-- Data extract --
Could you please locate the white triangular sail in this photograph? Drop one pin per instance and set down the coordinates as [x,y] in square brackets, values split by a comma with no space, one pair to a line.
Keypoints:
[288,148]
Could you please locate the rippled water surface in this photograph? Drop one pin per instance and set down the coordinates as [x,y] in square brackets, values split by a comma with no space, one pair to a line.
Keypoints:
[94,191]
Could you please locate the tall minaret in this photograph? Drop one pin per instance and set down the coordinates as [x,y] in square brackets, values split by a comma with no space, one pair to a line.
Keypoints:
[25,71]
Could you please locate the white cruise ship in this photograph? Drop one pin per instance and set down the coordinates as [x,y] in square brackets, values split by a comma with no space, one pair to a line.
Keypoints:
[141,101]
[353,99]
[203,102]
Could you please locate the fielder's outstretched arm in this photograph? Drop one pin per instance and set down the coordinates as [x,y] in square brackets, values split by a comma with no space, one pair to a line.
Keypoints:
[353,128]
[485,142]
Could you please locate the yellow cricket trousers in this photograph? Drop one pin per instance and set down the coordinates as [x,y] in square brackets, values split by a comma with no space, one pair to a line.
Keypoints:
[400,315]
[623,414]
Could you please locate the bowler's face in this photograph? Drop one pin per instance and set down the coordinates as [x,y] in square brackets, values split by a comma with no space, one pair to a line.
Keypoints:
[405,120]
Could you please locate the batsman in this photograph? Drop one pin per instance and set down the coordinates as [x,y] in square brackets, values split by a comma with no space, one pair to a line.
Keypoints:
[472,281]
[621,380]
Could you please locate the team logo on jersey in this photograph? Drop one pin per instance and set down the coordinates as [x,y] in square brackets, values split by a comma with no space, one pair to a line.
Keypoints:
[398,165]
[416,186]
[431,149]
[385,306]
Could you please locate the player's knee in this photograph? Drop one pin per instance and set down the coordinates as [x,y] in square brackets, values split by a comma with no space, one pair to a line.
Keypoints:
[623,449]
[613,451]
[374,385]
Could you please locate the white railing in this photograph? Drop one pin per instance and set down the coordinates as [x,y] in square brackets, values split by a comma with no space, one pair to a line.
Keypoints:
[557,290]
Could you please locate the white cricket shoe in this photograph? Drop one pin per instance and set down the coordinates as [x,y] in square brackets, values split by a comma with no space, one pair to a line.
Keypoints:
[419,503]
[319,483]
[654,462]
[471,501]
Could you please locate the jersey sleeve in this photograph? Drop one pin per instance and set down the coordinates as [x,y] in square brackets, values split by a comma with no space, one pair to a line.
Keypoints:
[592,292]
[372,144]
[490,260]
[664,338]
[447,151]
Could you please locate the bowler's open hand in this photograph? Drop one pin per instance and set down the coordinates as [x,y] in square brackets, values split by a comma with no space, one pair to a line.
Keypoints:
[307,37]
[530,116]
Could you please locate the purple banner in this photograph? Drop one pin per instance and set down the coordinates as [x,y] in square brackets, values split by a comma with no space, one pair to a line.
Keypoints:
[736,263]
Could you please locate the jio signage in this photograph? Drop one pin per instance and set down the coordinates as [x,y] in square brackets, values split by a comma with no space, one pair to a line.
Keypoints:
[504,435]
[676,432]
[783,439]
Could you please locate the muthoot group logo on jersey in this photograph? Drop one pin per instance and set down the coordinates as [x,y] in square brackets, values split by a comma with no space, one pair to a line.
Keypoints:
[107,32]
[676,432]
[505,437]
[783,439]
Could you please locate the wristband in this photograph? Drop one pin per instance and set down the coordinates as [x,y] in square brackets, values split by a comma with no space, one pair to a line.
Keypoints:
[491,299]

...

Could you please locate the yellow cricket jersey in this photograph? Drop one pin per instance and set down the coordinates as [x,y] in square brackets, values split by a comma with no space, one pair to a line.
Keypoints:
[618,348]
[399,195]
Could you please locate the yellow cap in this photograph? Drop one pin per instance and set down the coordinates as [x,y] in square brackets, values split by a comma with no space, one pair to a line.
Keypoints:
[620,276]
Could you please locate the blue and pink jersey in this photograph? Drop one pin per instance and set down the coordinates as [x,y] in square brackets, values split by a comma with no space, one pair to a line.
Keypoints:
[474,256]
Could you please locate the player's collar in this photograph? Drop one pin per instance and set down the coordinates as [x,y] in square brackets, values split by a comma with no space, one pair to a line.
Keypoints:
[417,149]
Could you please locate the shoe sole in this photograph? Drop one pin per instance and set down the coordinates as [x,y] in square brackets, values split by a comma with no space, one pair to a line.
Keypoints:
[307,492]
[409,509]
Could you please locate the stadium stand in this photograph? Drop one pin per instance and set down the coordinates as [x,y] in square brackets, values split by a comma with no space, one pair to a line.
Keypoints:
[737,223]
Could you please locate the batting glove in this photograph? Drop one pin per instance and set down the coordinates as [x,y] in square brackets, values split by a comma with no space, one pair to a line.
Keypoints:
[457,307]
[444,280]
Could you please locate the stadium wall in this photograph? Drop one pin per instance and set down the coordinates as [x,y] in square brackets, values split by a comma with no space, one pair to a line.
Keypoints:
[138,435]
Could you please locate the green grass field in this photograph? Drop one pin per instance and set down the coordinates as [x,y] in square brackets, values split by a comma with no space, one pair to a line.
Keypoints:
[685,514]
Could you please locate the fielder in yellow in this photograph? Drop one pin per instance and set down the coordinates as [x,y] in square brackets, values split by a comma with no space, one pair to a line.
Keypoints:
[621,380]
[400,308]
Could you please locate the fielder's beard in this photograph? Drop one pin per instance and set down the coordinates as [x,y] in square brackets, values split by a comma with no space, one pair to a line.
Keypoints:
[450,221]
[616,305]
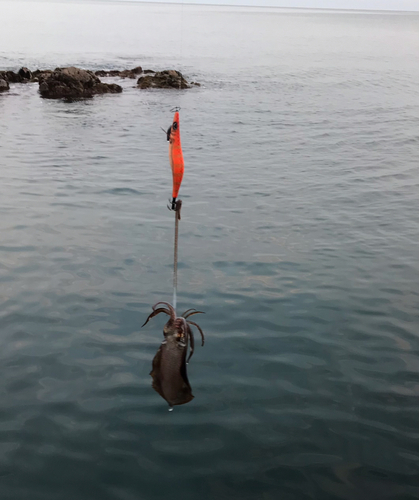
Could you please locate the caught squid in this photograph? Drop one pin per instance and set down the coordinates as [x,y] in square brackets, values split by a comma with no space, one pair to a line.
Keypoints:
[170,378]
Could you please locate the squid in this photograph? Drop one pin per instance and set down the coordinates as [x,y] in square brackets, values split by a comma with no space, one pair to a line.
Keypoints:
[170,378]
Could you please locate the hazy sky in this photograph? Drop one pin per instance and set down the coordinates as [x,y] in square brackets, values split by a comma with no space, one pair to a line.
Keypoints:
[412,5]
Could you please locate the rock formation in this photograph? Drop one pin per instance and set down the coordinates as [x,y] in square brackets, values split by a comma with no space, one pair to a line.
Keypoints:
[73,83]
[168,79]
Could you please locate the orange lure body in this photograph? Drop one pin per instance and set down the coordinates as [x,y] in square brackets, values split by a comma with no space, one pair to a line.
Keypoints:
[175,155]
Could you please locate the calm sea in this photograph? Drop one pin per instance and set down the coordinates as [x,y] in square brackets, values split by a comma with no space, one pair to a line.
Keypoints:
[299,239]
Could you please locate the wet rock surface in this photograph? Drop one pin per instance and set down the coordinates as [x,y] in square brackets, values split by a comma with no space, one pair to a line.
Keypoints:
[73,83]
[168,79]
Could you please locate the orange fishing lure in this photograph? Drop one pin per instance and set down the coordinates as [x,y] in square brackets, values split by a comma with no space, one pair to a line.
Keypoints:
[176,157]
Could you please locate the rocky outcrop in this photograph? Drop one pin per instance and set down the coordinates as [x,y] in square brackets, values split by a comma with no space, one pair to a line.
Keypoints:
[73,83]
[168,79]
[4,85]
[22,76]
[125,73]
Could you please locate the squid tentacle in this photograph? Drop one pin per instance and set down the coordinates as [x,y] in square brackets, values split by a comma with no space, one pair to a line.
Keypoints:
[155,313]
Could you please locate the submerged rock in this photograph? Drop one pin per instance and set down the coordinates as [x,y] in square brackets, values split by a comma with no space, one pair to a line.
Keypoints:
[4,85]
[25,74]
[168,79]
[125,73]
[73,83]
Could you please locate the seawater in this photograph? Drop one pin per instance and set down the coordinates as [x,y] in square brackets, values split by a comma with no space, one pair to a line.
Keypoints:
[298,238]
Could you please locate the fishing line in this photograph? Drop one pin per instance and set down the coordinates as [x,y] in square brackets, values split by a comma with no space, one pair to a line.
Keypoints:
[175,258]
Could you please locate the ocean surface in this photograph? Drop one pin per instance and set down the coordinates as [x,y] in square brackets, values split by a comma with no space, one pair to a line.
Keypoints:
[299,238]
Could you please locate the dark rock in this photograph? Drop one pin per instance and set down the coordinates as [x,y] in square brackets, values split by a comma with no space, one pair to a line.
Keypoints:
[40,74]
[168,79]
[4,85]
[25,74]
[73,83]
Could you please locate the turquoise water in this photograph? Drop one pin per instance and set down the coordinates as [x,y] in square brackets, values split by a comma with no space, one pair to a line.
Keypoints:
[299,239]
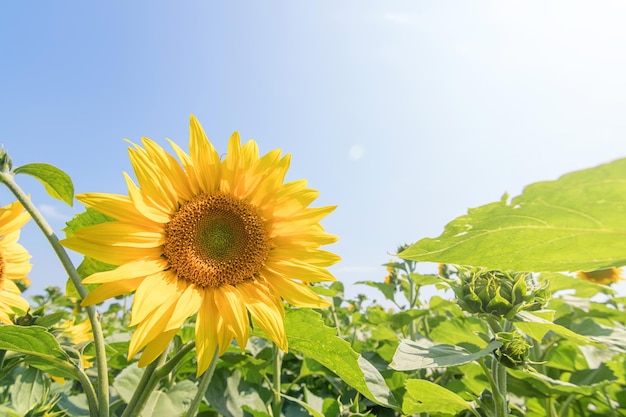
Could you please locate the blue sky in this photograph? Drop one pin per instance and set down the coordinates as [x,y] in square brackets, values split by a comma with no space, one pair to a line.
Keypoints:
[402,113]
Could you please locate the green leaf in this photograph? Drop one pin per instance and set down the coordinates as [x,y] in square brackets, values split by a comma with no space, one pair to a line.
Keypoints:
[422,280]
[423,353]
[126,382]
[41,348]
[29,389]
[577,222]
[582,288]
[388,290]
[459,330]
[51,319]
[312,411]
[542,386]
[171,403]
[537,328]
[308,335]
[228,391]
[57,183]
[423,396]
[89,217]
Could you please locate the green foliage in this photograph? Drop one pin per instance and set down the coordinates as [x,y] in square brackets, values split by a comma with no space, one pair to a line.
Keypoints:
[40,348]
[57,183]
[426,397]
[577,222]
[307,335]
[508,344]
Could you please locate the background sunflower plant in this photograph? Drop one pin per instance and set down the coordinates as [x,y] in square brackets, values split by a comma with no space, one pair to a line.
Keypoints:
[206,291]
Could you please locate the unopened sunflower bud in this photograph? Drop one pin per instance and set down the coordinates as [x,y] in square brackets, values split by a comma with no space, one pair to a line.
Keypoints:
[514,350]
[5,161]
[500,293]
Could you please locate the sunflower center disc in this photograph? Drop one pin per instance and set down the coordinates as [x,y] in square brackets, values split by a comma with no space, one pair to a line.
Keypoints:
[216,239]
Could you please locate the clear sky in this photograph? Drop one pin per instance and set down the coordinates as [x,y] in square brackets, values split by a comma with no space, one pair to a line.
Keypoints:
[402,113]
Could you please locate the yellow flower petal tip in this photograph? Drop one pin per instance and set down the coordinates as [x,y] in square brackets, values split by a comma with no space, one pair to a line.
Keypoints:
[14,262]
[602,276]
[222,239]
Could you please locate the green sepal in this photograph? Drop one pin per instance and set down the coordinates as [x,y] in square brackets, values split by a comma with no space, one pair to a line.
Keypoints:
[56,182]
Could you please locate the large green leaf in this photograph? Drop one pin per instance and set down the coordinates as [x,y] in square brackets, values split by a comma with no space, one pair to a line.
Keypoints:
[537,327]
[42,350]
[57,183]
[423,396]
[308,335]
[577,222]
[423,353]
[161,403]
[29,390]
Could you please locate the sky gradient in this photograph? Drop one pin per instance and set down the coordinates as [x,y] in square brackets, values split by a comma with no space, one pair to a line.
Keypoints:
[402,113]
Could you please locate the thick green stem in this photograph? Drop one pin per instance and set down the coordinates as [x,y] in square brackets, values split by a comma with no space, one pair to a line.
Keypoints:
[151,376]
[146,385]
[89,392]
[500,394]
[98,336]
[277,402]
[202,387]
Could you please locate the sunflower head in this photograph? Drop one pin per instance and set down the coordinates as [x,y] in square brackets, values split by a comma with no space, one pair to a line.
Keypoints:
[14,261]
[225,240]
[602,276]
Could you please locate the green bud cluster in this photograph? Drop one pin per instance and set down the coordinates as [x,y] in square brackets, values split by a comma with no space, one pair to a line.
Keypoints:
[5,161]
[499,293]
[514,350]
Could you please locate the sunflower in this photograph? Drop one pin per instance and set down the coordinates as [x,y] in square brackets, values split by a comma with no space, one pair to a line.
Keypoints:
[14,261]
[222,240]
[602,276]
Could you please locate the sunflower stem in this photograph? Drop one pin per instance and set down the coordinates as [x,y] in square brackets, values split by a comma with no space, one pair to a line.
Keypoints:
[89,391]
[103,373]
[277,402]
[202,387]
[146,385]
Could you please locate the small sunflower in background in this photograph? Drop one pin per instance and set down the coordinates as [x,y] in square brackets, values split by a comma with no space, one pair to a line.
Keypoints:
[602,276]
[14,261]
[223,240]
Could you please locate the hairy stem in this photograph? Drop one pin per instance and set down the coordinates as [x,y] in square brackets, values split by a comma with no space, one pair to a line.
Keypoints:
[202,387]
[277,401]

-- Given request --
Pull out every line in the entries above that contains the word "stand" and copy each one as it appears.

-- Result of the exercise --
Could you please locate the stadium stand in this photograph? Drop one pin per instance and set down the coordinates as [x,y] in square brackets, values split by a comma with no space, one pair to a line.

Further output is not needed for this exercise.